━━━━━ Supplied data

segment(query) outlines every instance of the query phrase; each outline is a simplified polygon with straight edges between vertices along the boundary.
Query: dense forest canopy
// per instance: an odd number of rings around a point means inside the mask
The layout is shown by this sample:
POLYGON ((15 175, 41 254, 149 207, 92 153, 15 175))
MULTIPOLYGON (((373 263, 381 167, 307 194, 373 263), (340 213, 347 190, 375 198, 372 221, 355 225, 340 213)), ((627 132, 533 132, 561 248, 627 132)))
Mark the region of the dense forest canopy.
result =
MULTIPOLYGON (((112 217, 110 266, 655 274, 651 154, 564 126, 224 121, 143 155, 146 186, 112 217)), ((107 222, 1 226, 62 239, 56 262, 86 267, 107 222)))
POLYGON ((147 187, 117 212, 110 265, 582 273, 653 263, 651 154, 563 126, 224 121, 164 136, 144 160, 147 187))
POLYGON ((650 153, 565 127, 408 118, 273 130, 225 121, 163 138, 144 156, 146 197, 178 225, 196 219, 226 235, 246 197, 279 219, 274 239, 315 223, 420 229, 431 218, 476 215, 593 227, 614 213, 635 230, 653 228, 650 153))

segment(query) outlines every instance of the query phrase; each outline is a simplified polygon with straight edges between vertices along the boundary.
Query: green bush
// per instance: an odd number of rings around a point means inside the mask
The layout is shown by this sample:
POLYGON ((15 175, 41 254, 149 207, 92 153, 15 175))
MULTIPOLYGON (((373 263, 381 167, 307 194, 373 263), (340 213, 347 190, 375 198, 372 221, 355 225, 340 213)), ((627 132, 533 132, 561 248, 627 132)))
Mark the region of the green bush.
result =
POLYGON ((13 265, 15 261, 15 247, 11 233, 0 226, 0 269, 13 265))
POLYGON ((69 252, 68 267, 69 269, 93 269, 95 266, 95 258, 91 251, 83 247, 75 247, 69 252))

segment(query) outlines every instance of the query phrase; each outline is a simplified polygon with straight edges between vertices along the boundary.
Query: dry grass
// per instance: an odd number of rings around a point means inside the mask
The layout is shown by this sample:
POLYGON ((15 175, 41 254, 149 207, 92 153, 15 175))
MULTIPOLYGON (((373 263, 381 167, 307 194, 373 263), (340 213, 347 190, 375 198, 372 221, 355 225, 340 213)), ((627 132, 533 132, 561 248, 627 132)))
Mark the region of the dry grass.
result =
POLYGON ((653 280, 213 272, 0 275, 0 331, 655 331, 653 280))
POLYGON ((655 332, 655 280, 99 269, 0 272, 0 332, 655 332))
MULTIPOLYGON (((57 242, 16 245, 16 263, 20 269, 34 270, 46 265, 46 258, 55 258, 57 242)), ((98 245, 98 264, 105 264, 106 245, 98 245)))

━━━━━━━━━━

(Instructions to follow)
Show each line of the material above that includes the word "bush".

(Answer in full)
Query: green bush
Mark the region of the green bush.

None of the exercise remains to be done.